Given instruction
Word for word, repeat the lines of the records from the one containing "the red book" through the last line, both included.

<<<<

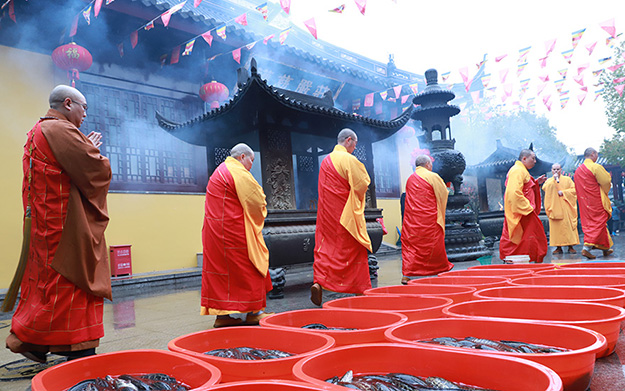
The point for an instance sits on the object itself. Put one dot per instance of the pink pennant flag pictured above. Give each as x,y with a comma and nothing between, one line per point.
608,26
397,91
167,14
591,47
74,28
175,55
502,75
96,8
475,95
208,38
286,5
267,38
361,4
236,54
134,38
312,27
242,20
549,46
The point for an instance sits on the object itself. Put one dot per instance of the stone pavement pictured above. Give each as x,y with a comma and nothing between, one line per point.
150,310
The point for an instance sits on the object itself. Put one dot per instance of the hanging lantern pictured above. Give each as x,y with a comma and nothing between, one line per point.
214,93
72,58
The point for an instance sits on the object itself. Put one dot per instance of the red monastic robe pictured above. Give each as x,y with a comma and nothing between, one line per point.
423,229
523,232
232,281
341,240
592,183
67,274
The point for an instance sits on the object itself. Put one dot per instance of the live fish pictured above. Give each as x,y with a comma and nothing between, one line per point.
247,353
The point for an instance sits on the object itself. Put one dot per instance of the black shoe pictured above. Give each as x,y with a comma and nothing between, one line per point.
39,357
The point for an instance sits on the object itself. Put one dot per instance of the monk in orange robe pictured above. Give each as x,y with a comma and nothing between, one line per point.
67,277
341,239
235,277
523,232
561,209
593,183
423,229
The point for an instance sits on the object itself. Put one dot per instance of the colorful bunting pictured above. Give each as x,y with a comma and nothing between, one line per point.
361,4
87,15
263,10
311,26
236,55
576,36
286,5
175,55
283,35
188,48
241,19
167,14
608,26
222,32
339,9
134,38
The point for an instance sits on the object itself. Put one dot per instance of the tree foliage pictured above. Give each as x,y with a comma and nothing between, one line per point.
613,149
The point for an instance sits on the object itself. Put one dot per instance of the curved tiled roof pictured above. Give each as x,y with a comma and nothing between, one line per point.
255,97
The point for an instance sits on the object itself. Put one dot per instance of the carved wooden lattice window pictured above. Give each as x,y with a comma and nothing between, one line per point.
143,156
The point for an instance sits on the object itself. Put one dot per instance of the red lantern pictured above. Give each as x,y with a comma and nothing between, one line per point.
74,58
214,93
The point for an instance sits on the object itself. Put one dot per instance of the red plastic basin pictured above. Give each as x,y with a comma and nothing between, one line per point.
477,369
573,271
457,294
585,294
273,385
188,370
414,307
592,264
580,280
602,318
508,273
574,367
479,282
369,325
530,266
299,342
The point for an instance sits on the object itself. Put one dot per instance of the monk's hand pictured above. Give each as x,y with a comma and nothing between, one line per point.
95,138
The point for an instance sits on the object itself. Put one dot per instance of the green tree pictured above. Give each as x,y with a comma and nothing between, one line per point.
613,149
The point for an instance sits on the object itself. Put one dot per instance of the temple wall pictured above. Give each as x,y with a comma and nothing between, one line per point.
164,230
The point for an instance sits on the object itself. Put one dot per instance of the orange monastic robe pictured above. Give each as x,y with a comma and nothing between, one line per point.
67,274
423,230
562,211
236,260
523,232
341,238
593,183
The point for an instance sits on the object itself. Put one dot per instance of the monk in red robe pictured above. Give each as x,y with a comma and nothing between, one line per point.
341,239
523,232
67,277
592,183
423,229
235,277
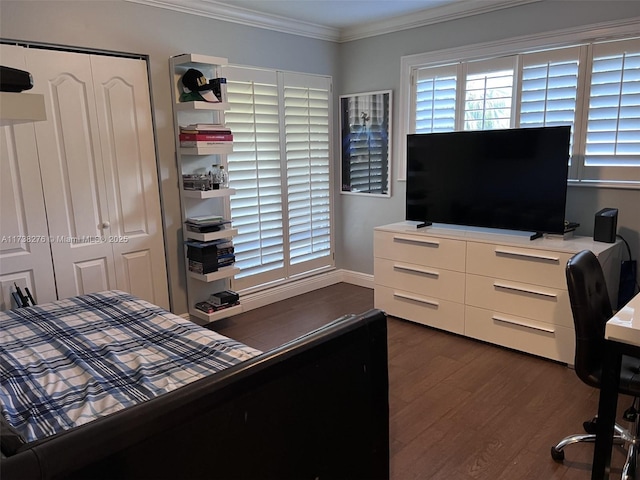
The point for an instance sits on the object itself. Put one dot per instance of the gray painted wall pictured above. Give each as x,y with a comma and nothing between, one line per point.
357,66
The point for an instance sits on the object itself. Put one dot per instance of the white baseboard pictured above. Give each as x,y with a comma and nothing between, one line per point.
298,287
306,285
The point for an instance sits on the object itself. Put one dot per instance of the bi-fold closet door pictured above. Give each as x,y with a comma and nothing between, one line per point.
96,165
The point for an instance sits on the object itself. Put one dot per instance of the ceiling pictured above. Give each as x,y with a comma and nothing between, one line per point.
335,20
338,13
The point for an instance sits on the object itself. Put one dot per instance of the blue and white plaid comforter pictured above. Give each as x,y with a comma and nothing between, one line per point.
66,363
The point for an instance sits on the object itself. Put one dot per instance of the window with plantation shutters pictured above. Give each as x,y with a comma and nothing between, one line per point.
549,89
435,104
592,86
488,94
366,119
612,140
280,171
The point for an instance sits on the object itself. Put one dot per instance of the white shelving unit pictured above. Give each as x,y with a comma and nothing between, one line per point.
200,160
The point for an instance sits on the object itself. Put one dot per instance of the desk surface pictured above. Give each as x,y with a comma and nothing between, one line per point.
624,326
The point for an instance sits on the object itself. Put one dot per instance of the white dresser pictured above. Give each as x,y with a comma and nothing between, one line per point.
500,288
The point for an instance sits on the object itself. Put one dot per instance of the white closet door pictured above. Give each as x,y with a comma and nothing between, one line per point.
25,258
128,154
99,174
72,172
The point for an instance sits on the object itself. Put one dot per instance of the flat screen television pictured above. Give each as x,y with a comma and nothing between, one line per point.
512,179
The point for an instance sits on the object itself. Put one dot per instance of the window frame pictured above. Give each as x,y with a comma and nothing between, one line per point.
281,81
607,31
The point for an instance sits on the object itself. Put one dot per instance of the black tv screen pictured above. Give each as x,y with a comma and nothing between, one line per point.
512,179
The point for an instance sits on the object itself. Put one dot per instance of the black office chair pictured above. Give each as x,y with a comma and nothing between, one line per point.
591,309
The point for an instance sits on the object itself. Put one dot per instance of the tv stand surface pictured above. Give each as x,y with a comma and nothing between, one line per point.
500,288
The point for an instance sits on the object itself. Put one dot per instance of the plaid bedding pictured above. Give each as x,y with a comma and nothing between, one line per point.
66,363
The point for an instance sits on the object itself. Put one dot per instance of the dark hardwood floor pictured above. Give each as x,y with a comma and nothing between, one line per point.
459,409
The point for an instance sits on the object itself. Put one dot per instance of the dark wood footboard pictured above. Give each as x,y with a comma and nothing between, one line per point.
315,408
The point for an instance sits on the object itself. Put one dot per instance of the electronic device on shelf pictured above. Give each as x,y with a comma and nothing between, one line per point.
14,80
513,179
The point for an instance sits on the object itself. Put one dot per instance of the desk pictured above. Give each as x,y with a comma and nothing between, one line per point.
623,333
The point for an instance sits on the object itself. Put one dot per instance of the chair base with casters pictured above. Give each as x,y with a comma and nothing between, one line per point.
621,436
591,309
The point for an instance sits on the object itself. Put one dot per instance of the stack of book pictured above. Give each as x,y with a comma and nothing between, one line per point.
208,257
205,135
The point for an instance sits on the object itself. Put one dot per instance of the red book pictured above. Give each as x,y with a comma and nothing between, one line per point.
206,137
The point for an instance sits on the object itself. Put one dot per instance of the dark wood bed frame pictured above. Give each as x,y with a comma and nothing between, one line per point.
315,408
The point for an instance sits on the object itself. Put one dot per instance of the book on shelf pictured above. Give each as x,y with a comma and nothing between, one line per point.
203,143
204,128
203,137
204,219
208,307
207,227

>>>>

Solution for this problem
The point for an instance sits on the object itself. Put one dot per instance of the red book pictured above. Give each as x,y with a comma and nothing between, one line per point.
206,137
The point for an instance sits on the object itself. Put one dot per instance of the dark wood bed frame pictured above. Give each as x,y with a comma and nothing between, one line per point.
315,408
The point for an instance sits on the object itself. Put one dot per instance of the book on shelf pictured above. Give each as x,y with a comma and nothing between, one line per point.
203,143
204,128
203,137
204,219
208,307
207,227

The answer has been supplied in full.